**Extrait choisi**
···

Le sénateur Baker : Nous avons examiné les faits concernant les détenus, leurs représentants qui ont comparu devant le comité, ainsi que le coût réel.
Honorable sénateur, dans votre discours, vous avez demandé que cette question soit renvoyée au Comité sénatorial permanent des affaires juridiques et constitutionnelles. Je tiens à appuyer la motion, car je ne crois pas qu'il soit nécessaire de débattre davantage de ce projet de loi. Je suis d'accord pour dire que nous devrions renvoyer ce projet de loi au comité. Vous y siégez, et vous êtes un expert dans nombre de ces domaines. Nous vous convoquerons peut-être à titre de témoin spécial, ne serait-ce que pour entendre l'avis du motionnaire et savoir s'il accepterait de proposer des amendements souhaitables, particulièrement en ce qui concerne certains aspects dont j'ai parlé, afin de ne pas restreindre les exclusions prévues dans la loi. Par exemple, en ce qui concerne le paragraphe 78.1(4), on pourrait insérer une expression comme « ou dans des circonstances semblables » ou « ou dans des affaires semblables ». Je suis d'accord avec vous: nous devons disposer du projet de loi. De plus, je voudrais appuyer votre motion tendant à renvoyer immédiatement le projet de loi au Comité des affaires juridiques et constitutionnelles, qui cherche du travail à faire en ce moment.

···

**Travail demandé**
Transcrivez intégralement l'extrait du débat sénatorial ci-dessus, sans en modifier un seul mot.

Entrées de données
···

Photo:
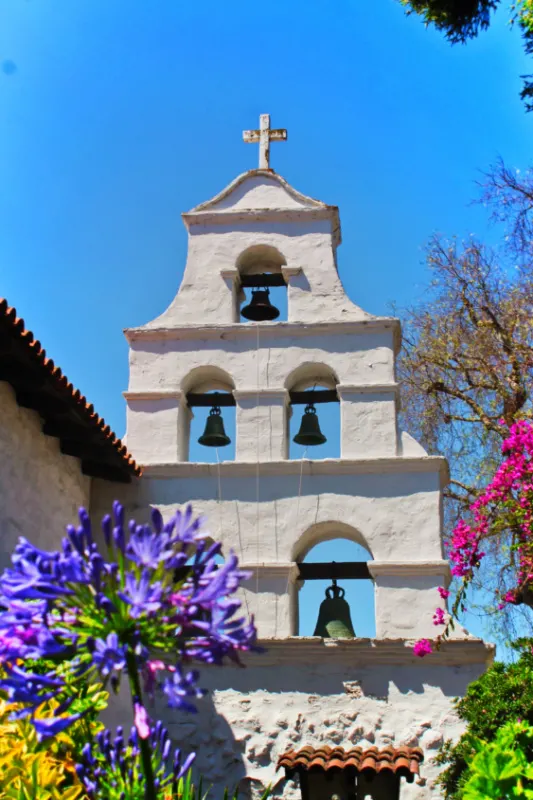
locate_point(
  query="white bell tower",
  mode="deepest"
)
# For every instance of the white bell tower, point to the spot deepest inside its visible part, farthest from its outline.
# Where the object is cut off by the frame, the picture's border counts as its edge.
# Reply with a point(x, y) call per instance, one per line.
point(383, 492)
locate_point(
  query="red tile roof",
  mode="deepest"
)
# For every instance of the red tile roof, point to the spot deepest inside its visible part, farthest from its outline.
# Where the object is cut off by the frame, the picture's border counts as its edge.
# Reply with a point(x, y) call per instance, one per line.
point(403, 761)
point(39, 384)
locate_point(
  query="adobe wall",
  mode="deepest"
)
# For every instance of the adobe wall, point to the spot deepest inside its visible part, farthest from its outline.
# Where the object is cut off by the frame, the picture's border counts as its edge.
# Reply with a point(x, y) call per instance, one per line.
point(40, 488)
point(279, 702)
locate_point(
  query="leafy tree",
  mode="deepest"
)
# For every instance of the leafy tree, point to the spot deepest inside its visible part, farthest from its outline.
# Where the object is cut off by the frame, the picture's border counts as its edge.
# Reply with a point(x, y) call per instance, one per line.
point(467, 365)
point(502, 769)
point(501, 697)
point(461, 20)
point(467, 357)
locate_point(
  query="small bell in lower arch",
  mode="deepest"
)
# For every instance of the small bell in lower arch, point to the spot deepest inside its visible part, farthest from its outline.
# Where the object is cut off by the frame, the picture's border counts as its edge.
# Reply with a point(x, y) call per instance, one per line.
point(310, 434)
point(334, 618)
point(214, 434)
point(260, 309)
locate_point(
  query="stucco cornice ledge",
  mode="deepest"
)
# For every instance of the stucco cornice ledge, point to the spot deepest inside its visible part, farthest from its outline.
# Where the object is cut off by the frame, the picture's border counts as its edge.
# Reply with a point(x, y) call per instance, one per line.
point(345, 390)
point(270, 329)
point(288, 571)
point(297, 651)
point(327, 466)
point(377, 568)
point(156, 394)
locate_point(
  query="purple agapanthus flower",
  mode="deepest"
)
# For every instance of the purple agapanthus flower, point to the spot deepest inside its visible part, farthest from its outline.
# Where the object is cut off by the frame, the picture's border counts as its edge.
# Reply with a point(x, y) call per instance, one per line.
point(108, 655)
point(117, 761)
point(101, 609)
point(141, 595)
point(179, 686)
point(29, 582)
point(148, 550)
point(26, 687)
point(51, 726)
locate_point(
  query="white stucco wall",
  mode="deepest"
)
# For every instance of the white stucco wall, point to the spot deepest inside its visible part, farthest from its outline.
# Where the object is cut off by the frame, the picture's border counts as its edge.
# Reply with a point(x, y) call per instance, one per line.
point(40, 488)
point(394, 513)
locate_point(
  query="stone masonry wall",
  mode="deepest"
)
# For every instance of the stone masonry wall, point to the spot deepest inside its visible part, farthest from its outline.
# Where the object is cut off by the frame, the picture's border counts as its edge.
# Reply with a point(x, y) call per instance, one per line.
point(253, 715)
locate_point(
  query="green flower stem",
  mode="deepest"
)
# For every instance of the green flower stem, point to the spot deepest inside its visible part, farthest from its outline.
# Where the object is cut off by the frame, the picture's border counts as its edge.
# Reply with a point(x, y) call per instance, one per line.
point(144, 744)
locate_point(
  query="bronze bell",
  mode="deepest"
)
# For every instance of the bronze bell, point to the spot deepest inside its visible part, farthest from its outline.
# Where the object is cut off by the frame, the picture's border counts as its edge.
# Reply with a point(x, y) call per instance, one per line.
point(310, 433)
point(260, 308)
point(334, 620)
point(214, 434)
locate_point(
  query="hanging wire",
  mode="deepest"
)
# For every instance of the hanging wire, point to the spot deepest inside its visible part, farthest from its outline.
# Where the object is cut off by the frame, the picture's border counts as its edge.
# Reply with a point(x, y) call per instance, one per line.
point(257, 429)
point(300, 484)
point(219, 503)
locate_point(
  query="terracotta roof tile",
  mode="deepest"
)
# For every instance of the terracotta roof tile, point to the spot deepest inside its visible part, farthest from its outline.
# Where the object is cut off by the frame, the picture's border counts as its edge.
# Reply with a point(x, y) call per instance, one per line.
point(35, 376)
point(403, 761)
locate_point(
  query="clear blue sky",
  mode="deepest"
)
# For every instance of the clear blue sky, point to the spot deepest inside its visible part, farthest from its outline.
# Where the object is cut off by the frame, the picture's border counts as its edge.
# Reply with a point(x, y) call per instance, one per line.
point(117, 116)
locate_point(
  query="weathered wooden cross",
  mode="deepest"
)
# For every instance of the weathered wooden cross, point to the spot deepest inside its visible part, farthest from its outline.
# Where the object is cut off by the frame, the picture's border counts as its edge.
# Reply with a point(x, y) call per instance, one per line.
point(264, 136)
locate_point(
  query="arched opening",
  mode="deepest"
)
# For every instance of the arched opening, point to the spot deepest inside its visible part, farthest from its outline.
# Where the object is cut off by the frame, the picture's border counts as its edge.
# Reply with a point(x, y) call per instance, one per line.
point(261, 276)
point(314, 407)
point(209, 416)
point(319, 547)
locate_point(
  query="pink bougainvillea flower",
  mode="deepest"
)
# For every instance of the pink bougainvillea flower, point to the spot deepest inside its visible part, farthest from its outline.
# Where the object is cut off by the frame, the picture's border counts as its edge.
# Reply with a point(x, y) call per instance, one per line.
point(439, 617)
point(422, 648)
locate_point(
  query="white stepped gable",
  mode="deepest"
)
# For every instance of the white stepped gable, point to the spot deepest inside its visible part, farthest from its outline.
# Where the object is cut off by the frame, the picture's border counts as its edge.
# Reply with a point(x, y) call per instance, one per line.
point(260, 189)
point(260, 223)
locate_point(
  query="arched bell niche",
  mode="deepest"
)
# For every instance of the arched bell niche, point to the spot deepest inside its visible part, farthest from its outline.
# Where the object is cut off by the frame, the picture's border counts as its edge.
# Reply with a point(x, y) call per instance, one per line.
point(207, 391)
point(318, 548)
point(316, 384)
point(260, 270)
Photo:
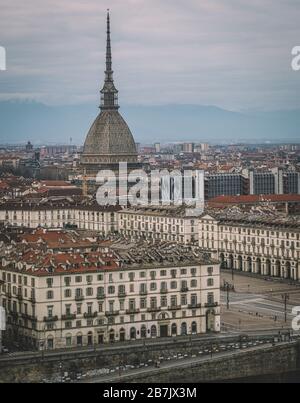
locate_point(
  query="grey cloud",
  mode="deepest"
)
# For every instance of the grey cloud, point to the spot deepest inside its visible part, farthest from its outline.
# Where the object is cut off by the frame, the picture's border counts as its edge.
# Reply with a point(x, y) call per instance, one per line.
point(231, 53)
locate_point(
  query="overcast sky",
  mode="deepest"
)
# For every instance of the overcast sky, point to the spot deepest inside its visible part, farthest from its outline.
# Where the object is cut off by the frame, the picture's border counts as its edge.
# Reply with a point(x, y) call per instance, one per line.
point(234, 54)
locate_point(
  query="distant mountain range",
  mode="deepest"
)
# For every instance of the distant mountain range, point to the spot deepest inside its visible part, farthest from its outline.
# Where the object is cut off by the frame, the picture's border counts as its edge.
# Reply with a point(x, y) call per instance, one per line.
point(43, 124)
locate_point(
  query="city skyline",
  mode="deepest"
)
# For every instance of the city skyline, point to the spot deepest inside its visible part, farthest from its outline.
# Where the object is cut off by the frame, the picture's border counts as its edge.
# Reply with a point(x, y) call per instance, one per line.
point(232, 55)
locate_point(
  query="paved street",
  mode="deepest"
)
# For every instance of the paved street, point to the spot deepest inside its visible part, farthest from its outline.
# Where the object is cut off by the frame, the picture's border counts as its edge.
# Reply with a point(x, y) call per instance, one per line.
point(176, 362)
point(257, 303)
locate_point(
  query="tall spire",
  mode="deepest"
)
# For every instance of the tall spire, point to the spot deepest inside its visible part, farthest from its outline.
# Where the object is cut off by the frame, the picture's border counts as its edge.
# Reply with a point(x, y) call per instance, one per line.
point(109, 93)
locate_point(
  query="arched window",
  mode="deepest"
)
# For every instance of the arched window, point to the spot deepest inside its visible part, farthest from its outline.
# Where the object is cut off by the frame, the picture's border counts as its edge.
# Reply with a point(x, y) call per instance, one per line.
point(183, 329)
point(133, 333)
point(153, 331)
point(143, 332)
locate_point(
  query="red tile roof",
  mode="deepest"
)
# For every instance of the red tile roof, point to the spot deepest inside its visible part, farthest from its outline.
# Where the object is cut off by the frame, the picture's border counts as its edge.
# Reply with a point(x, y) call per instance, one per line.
point(255, 199)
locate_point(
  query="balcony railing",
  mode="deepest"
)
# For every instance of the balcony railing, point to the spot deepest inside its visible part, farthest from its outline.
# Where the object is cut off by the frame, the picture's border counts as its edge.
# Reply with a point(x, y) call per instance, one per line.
point(174, 307)
point(29, 317)
point(90, 315)
point(194, 306)
point(111, 313)
point(154, 309)
point(69, 316)
point(211, 304)
point(50, 318)
point(132, 311)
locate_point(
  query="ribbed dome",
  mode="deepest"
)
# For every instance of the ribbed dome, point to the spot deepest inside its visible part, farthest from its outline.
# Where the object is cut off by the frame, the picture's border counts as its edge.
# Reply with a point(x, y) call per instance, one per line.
point(109, 135)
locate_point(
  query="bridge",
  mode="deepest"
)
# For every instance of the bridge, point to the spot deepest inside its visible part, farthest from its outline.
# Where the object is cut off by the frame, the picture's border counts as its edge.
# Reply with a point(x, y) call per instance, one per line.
point(201, 359)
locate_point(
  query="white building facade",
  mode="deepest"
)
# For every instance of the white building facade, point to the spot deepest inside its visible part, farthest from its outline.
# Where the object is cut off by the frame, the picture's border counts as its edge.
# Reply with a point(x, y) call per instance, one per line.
point(50, 310)
point(268, 248)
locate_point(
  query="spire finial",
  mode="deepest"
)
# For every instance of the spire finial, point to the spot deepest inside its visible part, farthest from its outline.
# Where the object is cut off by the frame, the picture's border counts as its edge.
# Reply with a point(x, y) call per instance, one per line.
point(109, 98)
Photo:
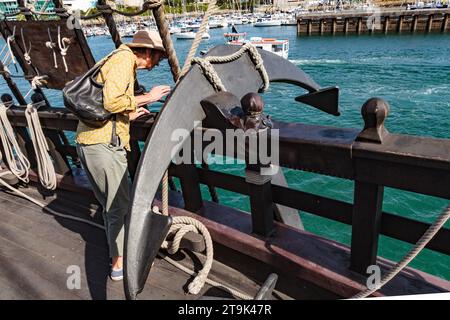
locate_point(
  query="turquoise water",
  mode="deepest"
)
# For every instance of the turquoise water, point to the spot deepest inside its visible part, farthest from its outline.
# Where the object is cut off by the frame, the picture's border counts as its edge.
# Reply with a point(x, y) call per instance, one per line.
point(412, 73)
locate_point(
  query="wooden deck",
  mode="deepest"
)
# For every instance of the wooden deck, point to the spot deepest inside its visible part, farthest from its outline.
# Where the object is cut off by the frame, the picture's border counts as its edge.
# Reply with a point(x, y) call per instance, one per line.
point(36, 249)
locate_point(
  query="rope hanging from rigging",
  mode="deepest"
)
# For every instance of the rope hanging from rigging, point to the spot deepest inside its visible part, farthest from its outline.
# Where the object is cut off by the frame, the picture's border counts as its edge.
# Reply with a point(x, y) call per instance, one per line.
point(26, 51)
point(63, 44)
point(51, 45)
point(46, 169)
point(17, 162)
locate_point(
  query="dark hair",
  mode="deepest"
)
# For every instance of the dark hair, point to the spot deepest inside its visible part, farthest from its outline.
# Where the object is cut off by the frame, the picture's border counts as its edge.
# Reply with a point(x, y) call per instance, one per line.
point(141, 52)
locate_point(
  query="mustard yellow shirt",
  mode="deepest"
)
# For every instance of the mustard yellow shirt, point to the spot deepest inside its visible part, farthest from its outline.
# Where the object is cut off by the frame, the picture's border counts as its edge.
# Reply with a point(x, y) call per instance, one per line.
point(117, 76)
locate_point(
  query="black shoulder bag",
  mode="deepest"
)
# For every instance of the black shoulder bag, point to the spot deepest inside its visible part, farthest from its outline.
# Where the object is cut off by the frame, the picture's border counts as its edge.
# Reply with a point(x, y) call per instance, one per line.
point(84, 97)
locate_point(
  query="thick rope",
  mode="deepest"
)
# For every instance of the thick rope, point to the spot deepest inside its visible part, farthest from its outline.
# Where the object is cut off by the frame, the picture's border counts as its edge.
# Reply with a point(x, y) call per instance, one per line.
point(36, 82)
point(18, 164)
point(46, 208)
point(414, 252)
point(51, 45)
point(63, 44)
point(46, 170)
point(212, 76)
point(213, 283)
point(198, 37)
point(165, 193)
point(26, 52)
point(180, 226)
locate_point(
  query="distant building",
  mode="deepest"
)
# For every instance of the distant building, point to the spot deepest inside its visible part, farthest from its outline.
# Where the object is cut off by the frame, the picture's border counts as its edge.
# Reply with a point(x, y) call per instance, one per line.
point(82, 5)
point(8, 6)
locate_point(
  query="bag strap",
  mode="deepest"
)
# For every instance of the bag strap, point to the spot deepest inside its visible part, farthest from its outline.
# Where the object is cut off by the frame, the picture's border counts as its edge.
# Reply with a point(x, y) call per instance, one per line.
point(114, 137)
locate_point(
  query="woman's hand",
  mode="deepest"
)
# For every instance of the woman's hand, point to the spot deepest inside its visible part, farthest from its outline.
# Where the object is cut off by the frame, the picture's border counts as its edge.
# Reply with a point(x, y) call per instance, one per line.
point(138, 113)
point(154, 95)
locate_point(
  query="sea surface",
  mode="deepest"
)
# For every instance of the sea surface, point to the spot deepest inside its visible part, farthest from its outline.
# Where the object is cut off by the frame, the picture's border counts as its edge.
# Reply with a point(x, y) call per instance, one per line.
point(411, 72)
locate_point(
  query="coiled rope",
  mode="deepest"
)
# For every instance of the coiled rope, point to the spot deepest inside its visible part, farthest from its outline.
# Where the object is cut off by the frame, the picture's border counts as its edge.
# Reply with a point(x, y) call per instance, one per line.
point(414, 252)
point(36, 82)
point(46, 170)
point(212, 76)
point(18, 164)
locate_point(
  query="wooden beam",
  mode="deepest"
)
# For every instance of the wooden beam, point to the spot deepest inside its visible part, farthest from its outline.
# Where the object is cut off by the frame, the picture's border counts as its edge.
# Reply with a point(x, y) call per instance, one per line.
point(368, 201)
point(386, 25)
point(414, 24)
point(400, 24)
point(429, 23)
point(444, 23)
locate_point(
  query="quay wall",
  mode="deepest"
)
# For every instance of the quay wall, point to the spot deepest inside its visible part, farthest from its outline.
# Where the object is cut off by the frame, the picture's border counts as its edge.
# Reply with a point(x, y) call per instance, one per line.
point(381, 21)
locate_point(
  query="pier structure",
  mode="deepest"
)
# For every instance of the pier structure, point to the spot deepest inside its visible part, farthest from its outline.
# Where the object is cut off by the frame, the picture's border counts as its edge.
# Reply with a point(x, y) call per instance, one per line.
point(378, 21)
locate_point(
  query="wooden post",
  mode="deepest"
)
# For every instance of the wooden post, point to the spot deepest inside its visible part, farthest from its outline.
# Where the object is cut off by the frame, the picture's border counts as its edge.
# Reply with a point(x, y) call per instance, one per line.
point(190, 187)
point(109, 19)
point(414, 24)
point(429, 23)
point(333, 26)
point(444, 23)
point(261, 203)
point(386, 25)
point(368, 200)
point(400, 24)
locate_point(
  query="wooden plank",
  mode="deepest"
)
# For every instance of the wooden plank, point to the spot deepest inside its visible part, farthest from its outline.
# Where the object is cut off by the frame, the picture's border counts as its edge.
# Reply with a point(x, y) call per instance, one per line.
point(366, 224)
point(306, 256)
point(36, 34)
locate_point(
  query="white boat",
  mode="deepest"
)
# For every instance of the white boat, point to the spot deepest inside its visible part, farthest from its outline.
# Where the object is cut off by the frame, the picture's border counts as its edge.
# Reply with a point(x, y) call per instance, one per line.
point(267, 22)
point(187, 34)
point(216, 23)
point(174, 29)
point(279, 47)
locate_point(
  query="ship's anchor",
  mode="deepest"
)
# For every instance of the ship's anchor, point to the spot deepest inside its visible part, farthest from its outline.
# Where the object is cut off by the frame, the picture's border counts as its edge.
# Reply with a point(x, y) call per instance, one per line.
point(146, 230)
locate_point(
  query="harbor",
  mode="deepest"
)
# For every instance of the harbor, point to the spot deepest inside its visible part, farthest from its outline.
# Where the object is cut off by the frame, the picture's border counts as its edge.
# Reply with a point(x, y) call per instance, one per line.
point(375, 21)
point(353, 193)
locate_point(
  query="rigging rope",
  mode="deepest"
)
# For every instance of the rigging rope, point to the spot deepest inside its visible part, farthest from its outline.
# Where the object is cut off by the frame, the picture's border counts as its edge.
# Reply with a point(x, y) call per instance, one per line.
point(414, 252)
point(36, 82)
point(218, 285)
point(63, 44)
point(51, 45)
point(46, 170)
point(212, 76)
point(18, 164)
point(26, 51)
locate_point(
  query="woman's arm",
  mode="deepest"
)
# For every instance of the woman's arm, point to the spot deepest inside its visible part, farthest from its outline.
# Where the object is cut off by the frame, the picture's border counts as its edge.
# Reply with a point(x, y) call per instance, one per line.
point(117, 80)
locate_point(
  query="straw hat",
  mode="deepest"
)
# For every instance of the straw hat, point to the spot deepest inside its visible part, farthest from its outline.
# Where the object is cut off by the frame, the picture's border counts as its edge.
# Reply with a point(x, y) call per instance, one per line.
point(147, 39)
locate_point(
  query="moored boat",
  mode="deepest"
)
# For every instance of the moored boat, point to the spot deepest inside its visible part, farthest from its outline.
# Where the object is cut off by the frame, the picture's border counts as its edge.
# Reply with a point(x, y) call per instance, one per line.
point(250, 248)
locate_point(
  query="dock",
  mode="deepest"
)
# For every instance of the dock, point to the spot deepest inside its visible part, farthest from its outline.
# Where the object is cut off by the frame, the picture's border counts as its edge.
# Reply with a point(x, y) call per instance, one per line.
point(378, 21)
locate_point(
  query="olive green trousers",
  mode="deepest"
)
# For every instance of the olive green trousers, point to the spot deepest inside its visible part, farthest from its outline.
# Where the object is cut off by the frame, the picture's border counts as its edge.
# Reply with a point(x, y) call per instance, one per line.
point(107, 170)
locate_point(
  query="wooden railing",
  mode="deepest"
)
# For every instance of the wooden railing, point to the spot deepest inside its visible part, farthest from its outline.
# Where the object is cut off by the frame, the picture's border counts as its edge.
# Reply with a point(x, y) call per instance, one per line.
point(411, 163)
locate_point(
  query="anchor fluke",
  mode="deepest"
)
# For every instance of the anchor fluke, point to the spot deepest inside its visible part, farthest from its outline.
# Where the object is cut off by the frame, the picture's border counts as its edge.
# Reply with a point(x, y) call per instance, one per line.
point(326, 99)
point(154, 229)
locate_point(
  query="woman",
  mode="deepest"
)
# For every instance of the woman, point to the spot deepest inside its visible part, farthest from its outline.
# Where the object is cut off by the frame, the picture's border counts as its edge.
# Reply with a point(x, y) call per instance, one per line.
point(102, 151)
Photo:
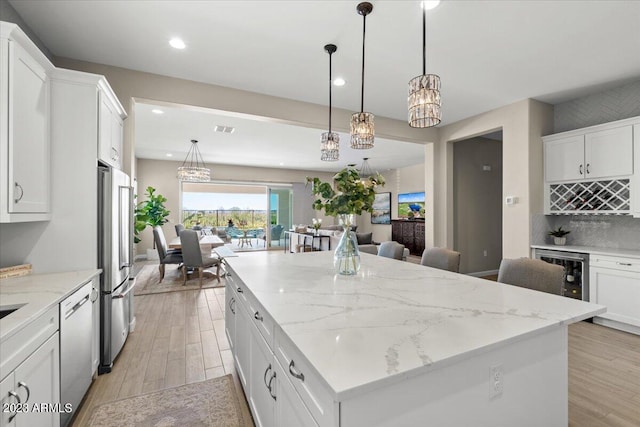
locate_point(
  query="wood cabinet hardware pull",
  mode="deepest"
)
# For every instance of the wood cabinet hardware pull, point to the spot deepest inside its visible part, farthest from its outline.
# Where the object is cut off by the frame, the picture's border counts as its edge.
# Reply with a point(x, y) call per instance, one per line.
point(264, 378)
point(273, 377)
point(298, 375)
point(18, 187)
point(23, 384)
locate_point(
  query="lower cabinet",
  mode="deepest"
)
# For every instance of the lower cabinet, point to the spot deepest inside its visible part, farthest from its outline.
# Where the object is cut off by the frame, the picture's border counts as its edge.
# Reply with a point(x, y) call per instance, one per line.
point(31, 393)
point(615, 283)
point(272, 398)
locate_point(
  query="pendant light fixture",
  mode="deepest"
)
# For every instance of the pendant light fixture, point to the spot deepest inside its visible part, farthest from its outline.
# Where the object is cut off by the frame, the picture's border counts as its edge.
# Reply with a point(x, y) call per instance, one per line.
point(193, 168)
point(424, 91)
point(330, 145)
point(365, 170)
point(362, 130)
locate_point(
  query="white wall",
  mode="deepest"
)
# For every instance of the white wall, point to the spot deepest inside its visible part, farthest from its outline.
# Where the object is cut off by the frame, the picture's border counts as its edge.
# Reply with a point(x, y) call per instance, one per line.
point(523, 124)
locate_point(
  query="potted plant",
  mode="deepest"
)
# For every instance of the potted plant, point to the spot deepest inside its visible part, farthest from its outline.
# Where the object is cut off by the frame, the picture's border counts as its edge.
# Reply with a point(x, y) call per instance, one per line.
point(152, 212)
point(348, 196)
point(559, 236)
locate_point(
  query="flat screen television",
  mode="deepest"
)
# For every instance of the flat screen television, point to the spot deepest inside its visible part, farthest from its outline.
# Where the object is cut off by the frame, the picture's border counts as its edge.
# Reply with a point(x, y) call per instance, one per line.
point(411, 205)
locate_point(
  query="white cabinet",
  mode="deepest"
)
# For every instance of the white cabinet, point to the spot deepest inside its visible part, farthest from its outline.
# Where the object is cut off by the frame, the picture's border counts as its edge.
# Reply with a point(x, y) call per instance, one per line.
point(30, 372)
point(110, 116)
point(615, 283)
point(592, 155)
point(272, 398)
point(24, 120)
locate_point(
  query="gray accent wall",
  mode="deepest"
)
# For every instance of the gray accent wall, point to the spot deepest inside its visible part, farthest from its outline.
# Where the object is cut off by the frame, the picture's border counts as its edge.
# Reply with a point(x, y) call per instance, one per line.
point(9, 14)
point(603, 231)
point(603, 107)
point(478, 204)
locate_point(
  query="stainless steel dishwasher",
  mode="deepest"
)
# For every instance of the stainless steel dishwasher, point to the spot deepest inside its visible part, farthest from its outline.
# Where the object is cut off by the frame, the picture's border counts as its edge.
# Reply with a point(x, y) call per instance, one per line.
point(75, 349)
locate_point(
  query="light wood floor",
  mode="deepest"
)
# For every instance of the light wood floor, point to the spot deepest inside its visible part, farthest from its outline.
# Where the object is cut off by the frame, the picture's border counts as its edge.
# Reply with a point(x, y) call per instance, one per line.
point(179, 339)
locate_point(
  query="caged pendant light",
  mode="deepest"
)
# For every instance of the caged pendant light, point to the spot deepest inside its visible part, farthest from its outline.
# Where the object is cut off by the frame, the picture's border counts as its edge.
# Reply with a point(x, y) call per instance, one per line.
point(193, 168)
point(330, 145)
point(362, 129)
point(424, 91)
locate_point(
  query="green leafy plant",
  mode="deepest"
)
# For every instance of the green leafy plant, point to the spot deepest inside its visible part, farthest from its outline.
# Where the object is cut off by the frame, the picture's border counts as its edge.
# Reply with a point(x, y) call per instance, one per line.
point(150, 212)
point(559, 232)
point(349, 194)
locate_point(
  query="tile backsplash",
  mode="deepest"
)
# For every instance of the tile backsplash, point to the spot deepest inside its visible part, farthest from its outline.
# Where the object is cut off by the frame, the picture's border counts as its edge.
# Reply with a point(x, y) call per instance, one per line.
point(607, 231)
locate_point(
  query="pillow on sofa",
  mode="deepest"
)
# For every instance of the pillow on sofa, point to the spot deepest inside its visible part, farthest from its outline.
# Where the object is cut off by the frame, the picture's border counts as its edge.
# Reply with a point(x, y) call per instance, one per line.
point(364, 238)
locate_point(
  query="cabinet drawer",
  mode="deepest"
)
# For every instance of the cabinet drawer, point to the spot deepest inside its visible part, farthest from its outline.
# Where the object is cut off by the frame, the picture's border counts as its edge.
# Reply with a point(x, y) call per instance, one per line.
point(261, 319)
point(618, 263)
point(305, 381)
point(18, 347)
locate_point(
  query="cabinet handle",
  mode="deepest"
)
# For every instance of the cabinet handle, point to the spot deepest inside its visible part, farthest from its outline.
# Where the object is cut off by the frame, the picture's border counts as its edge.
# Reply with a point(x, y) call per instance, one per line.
point(264, 377)
point(298, 375)
point(18, 187)
point(15, 395)
point(23, 384)
point(273, 377)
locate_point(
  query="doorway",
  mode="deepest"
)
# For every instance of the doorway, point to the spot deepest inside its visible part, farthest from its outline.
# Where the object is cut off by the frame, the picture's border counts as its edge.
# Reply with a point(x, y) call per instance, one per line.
point(477, 203)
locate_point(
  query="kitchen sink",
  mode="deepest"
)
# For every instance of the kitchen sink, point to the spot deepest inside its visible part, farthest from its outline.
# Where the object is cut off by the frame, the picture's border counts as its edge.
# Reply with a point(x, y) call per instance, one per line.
point(6, 310)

···

**Résultat**
Le sénateur Baker : Nous avons examiné les faits concernant les détenus, leurs représentants qui ont comparu devant le comité, ainsi que le coût réel.
Honorable sénateur, dans votre discours, vous avez demandé que cette question soit renvoyée au Comité sénatorial permanent des affaires juridiques et constitutionnelles. Je tiens à appuyer la motion, car je ne crois pas qu'il soit nécessaire de débattre davantage de ce projet de loi. Je suis d'accord pour dire que nous devrions renvoyer ce projet de loi au comité. Vous y siégez, et vous êtes un expert dans nombre de ces domaines. Nous vous convoquerons peut-être à titre de témoin spécial, ne serait-ce que pour entendre l'avis du motionnaire et savoir s'il accepterait de proposer des amendements souhaitables, particulièrement en ce qui concerne certains aspects dont j'ai parlé, afin de ne pas restreindre les exclusions prévues dans la loi. Par exemple, en ce qui concerne le paragraphe 78.1(4), on pourrait insérer une expression comme « ou dans des circonstances semblables » ou « ou dans des affaires semblables ». Je suis d'accord avec vous: nous devons disposer du projet de loi. De plus, je voudrais appuyer votre motion tendant à renvoyer immédiatement le projet de loi au Comité des affaires juridiques et constitutionnelles, qui cherche du travail à faire en ce moment.